● **Exercise data**
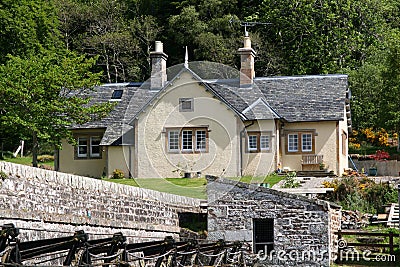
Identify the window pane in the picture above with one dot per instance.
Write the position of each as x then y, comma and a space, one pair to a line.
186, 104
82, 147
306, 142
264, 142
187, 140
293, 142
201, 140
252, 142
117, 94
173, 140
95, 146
...
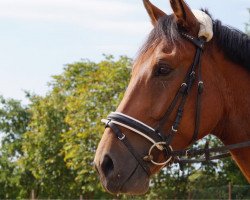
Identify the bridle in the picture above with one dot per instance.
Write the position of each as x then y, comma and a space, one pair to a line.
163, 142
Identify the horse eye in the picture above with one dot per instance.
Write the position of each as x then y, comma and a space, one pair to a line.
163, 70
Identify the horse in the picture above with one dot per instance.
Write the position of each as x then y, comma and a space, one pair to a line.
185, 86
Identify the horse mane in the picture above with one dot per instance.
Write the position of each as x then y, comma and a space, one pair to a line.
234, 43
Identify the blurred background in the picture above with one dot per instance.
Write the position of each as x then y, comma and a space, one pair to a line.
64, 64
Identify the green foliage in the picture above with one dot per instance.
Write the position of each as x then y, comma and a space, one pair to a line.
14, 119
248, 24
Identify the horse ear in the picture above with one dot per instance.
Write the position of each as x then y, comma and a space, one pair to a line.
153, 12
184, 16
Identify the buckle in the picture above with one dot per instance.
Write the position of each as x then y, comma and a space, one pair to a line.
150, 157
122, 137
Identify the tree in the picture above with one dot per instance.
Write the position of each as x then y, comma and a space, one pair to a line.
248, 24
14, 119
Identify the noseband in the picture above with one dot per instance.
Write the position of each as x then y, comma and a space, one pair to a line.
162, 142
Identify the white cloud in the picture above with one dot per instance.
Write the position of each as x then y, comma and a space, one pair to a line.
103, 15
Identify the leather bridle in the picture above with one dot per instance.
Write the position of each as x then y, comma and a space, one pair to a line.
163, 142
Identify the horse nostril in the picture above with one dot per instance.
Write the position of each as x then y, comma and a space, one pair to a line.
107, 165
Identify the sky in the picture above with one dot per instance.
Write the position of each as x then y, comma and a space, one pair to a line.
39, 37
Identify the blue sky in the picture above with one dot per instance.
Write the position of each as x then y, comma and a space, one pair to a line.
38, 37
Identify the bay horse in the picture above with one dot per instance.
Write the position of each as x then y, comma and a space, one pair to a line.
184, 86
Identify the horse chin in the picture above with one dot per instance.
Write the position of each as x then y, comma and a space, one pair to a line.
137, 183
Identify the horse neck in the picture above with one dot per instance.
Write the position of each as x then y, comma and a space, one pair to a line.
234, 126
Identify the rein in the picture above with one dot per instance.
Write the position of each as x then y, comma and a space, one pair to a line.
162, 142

● **About this task**
In the listing above, start at the line with "Identify the sky", go on through the line with "Identify the blue", and copy each of those lines exactly; leave out all the rest.

● **Your solution**
Identify the sky in the picture above with one dot per instance.
Write the position of each as x then y, comma and a space, one pair to a line.
39, 37
Identify the blue sky in the picture above with one dot per instance.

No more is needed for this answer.